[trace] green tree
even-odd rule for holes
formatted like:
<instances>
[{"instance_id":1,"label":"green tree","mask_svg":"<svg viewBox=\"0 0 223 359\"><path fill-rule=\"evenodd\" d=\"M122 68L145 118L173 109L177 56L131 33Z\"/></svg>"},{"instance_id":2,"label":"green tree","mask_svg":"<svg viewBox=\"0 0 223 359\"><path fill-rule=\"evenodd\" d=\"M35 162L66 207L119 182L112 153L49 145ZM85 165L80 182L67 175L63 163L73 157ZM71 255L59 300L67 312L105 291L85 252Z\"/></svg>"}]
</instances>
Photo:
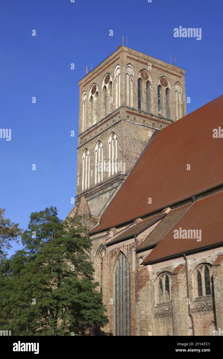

### [What is asked]
Count the lines of the material that contain the string "rule", treating uppercase and lowercase as different. Reply with the number alone.

### [The response]
2